Exercise instructions
Which lines of the entries below run from the one holding "Query: headlight" to the one holding "Query: roof", inclusive? Set down exactly those lines and no others.

Data under study

====

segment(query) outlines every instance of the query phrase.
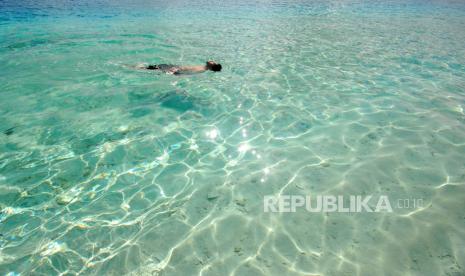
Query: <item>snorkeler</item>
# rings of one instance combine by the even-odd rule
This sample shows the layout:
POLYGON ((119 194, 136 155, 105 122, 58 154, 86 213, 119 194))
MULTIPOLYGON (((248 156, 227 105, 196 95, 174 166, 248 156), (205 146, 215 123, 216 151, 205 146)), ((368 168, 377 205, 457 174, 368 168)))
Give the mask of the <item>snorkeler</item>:
POLYGON ((203 73, 205 71, 219 72, 221 71, 221 64, 214 61, 207 61, 205 65, 195 66, 179 66, 171 64, 156 64, 156 65, 142 65, 138 66, 139 69, 146 70, 159 70, 167 74, 181 75, 181 74, 195 74, 203 73))

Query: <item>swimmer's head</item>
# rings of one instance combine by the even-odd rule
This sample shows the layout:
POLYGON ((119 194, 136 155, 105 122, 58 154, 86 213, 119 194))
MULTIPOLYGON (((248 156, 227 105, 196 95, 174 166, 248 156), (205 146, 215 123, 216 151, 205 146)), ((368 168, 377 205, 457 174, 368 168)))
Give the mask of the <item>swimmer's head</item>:
POLYGON ((219 72, 221 71, 221 64, 209 60, 207 61, 207 69, 210 71, 219 72))

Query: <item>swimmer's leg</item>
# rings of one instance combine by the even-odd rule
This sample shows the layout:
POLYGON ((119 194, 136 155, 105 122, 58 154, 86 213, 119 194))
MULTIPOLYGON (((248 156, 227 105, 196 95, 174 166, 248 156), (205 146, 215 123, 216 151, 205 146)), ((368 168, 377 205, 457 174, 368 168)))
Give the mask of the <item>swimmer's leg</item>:
POLYGON ((131 69, 147 69, 147 63, 138 63, 136 65, 125 65, 127 68, 131 69))
POLYGON ((133 68, 133 69, 145 69, 145 70, 159 70, 160 67, 158 65, 149 65, 147 63, 139 63, 137 65, 132 65, 132 66, 127 66, 129 68, 133 68))

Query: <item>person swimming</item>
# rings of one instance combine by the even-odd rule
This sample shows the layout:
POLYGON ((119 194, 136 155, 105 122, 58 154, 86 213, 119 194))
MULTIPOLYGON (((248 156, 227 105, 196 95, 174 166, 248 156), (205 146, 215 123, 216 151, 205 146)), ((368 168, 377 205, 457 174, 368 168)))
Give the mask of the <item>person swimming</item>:
POLYGON ((221 71, 221 64, 214 61, 207 61, 205 65, 194 65, 194 66, 179 66, 172 64, 155 64, 155 65, 143 65, 138 67, 146 70, 159 70, 161 72, 173 75, 181 74, 196 74, 203 73, 205 71, 219 72, 221 71))

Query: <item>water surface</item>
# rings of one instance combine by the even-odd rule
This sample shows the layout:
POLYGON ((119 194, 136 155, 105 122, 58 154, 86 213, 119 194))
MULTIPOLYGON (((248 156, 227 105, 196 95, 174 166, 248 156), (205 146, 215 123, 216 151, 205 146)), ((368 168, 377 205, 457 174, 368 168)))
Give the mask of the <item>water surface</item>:
POLYGON ((465 273, 462 2, 122 2, 0 3, 2 274, 465 273))

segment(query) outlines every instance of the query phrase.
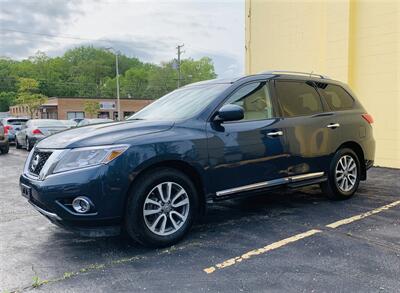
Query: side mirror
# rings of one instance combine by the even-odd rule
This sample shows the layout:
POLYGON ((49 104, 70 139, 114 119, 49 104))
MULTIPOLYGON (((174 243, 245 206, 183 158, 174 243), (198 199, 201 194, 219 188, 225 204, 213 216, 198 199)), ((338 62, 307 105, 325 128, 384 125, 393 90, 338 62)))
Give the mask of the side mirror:
POLYGON ((244 117, 244 110, 242 107, 233 104, 223 105, 219 109, 217 116, 214 121, 224 122, 224 121, 237 121, 244 117))

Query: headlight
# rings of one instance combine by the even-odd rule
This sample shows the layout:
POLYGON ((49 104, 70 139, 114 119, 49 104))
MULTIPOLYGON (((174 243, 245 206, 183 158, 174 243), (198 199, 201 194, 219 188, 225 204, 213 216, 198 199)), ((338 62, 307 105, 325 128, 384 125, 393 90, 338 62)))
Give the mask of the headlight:
POLYGON ((68 150, 62 154, 52 173, 107 164, 119 157, 128 147, 128 145, 111 145, 68 150))

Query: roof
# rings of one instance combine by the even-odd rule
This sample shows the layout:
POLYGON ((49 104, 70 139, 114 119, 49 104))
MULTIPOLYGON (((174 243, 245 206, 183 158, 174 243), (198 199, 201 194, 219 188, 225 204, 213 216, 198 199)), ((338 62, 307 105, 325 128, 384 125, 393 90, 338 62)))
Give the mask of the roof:
POLYGON ((264 71, 256 74, 249 74, 249 75, 243 75, 240 77, 235 77, 235 78, 224 78, 224 79, 210 79, 210 80, 204 80, 204 81, 199 81, 195 83, 191 83, 188 85, 185 85, 182 88, 185 87, 191 87, 191 86, 201 86, 201 85, 207 85, 207 84, 226 84, 226 83, 234 83, 240 79, 252 77, 252 76, 266 76, 266 77, 274 77, 278 75, 284 75, 292 78, 301 78, 301 79, 312 79, 312 80, 331 80, 328 76, 314 73, 314 72, 300 72, 300 71, 288 71, 288 70, 270 70, 270 71, 264 71))
POLYGON ((182 88, 190 87, 190 86, 206 85, 206 84, 234 83, 235 81, 241 79, 242 77, 243 76, 234 77, 234 78, 215 78, 215 79, 203 80, 203 81, 198 81, 198 82, 187 84, 187 85, 183 86, 182 88))
MULTIPOLYGON (((49 100, 51 99, 116 100, 117 97, 70 97, 70 96, 49 97, 49 100)), ((128 97, 121 97, 120 100, 153 101, 152 99, 128 98, 128 97)))
POLYGON ((58 105, 58 101, 55 98, 50 98, 47 100, 47 102, 43 103, 41 106, 45 106, 45 107, 51 107, 51 106, 57 106, 58 105))

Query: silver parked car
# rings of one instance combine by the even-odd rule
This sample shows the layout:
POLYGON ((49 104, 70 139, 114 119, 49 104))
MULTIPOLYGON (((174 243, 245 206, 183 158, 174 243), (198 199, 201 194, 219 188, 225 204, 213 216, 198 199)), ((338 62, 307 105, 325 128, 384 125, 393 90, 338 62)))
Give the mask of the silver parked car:
POLYGON ((93 119, 83 119, 79 121, 77 127, 81 126, 86 126, 86 125, 92 125, 92 124, 100 124, 100 123, 107 123, 107 122, 113 122, 114 120, 108 119, 108 118, 93 118, 93 119))
POLYGON ((78 122, 76 122, 75 120, 59 120, 61 121, 65 126, 67 126, 68 128, 73 128, 76 127, 76 125, 78 124, 78 122))
POLYGON ((15 142, 15 134, 21 130, 21 126, 24 125, 28 120, 29 118, 19 117, 6 117, 1 119, 5 134, 8 136, 8 141, 10 143, 15 142))
POLYGON ((17 149, 25 147, 30 151, 37 141, 68 128, 64 123, 55 119, 29 120, 16 134, 16 147, 17 149))

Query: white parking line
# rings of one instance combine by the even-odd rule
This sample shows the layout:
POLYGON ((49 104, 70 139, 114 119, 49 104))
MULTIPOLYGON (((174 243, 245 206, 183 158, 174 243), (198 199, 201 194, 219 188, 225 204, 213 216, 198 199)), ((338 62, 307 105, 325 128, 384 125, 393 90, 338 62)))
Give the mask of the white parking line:
MULTIPOLYGON (((347 224, 350 224, 350 223, 352 223, 354 221, 358 221, 358 220, 364 219, 366 217, 375 215, 377 213, 386 211, 386 210, 388 210, 390 208, 393 208, 395 206, 398 206, 398 205, 400 205, 400 200, 392 202, 390 204, 387 204, 385 206, 379 207, 377 209, 374 209, 374 210, 366 212, 366 213, 362 213, 362 214, 359 214, 359 215, 356 215, 356 216, 353 216, 353 217, 350 217, 350 218, 346 218, 346 219, 342 219, 342 220, 333 222, 331 224, 326 225, 325 227, 335 229, 337 227, 340 227, 340 226, 343 226, 343 225, 347 225, 347 224)), ((267 253, 267 252, 269 252, 271 250, 278 249, 278 248, 283 247, 283 246, 285 246, 287 244, 299 241, 301 239, 310 237, 312 235, 315 235, 315 234, 321 233, 321 232, 322 232, 321 230, 312 229, 312 230, 309 230, 307 232, 300 233, 300 234, 291 236, 289 238, 285 238, 283 240, 279 240, 277 242, 271 243, 271 244, 269 244, 267 246, 264 246, 264 247, 261 247, 261 248, 258 248, 258 249, 254 249, 254 250, 250 250, 250 251, 242 254, 241 256, 233 257, 233 258, 230 258, 228 260, 225 260, 224 262, 218 263, 218 264, 216 264, 214 266, 205 268, 205 269, 203 269, 203 271, 206 272, 207 274, 211 274, 211 273, 215 272, 217 269, 224 269, 226 267, 238 264, 238 263, 240 263, 240 262, 242 262, 244 260, 248 260, 251 257, 258 256, 258 255, 261 255, 261 254, 265 254, 265 253, 267 253)))
POLYGON ((388 209, 390 209, 390 208, 393 208, 393 207, 395 207, 395 206, 398 206, 398 205, 400 205, 400 200, 399 200, 399 201, 392 202, 392 203, 390 203, 390 204, 388 204, 388 205, 385 205, 385 206, 383 206, 383 207, 377 208, 377 209, 375 209, 375 210, 372 210, 372 211, 369 211, 369 212, 366 212, 366 213, 363 213, 363 214, 359 214, 359 215, 354 216, 354 217, 351 217, 351 218, 339 220, 339 221, 337 221, 337 222, 334 222, 334 223, 331 223, 331 224, 329 224, 329 225, 326 225, 326 227, 335 229, 335 228, 337 228, 337 227, 340 227, 340 226, 343 226, 343 225, 347 225, 347 224, 350 224, 350 223, 352 223, 352 222, 354 222, 354 221, 358 221, 358 220, 364 219, 364 218, 366 218, 366 217, 375 215, 375 214, 377 214, 377 213, 386 211, 386 210, 388 210, 388 209))
POLYGON ((314 234, 316 234, 316 233, 320 233, 320 232, 322 232, 322 231, 321 231, 321 230, 313 229, 313 230, 309 230, 309 231, 304 232, 304 233, 301 233, 301 234, 297 234, 297 235, 291 236, 291 237, 289 237, 289 238, 280 240, 280 241, 278 241, 278 242, 274 242, 274 243, 269 244, 269 245, 267 245, 267 246, 264 246, 264 247, 262 247, 262 248, 250 250, 250 251, 246 252, 245 254, 242 254, 241 256, 237 256, 237 257, 228 259, 228 260, 226 260, 226 261, 224 261, 224 262, 222 262, 222 263, 216 264, 215 266, 206 268, 206 269, 204 269, 204 271, 205 271, 207 274, 211 274, 211 273, 213 273, 217 268, 218 268, 218 269, 223 269, 223 268, 232 266, 232 265, 234 265, 234 264, 236 264, 236 263, 239 263, 239 262, 241 262, 241 261, 243 261, 243 260, 249 259, 249 258, 251 258, 251 257, 253 257, 253 256, 257 256, 257 255, 260 255, 260 254, 267 253, 268 251, 271 251, 271 250, 280 248, 280 247, 285 246, 285 245, 287 245, 287 244, 289 244, 289 243, 298 241, 298 240, 300 240, 300 239, 304 239, 304 238, 306 238, 306 237, 310 237, 310 236, 312 236, 312 235, 314 235, 314 234))

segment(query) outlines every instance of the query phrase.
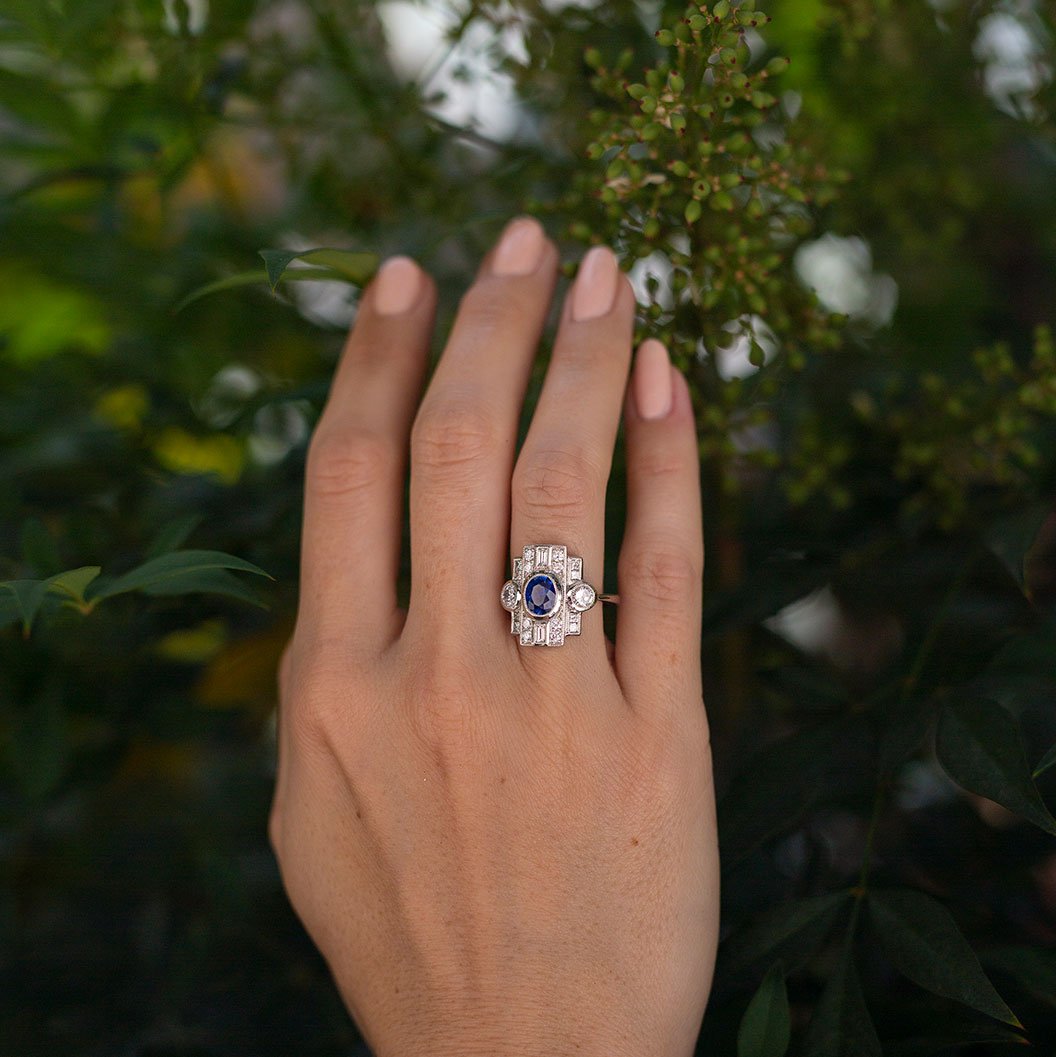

====

Result of the task
Query: headlight
# rings of one instance combine by the even-odd rule
This sample shows the layout:
POLYGON ((49 104, 70 139, 114 119, 49 104))
MULTIPOLYGON (((174 243, 245 206, 183 158, 174 243), (198 199, 201 194, 219 188, 225 204, 213 216, 198 199)), ((338 62, 307 105, 325 128, 384 125, 393 90, 338 62)))
Give the mask of the headlight:
POLYGON ((68 150, 62 154, 52 173, 107 164, 119 157, 128 147, 128 145, 111 145, 68 150))

Query: roof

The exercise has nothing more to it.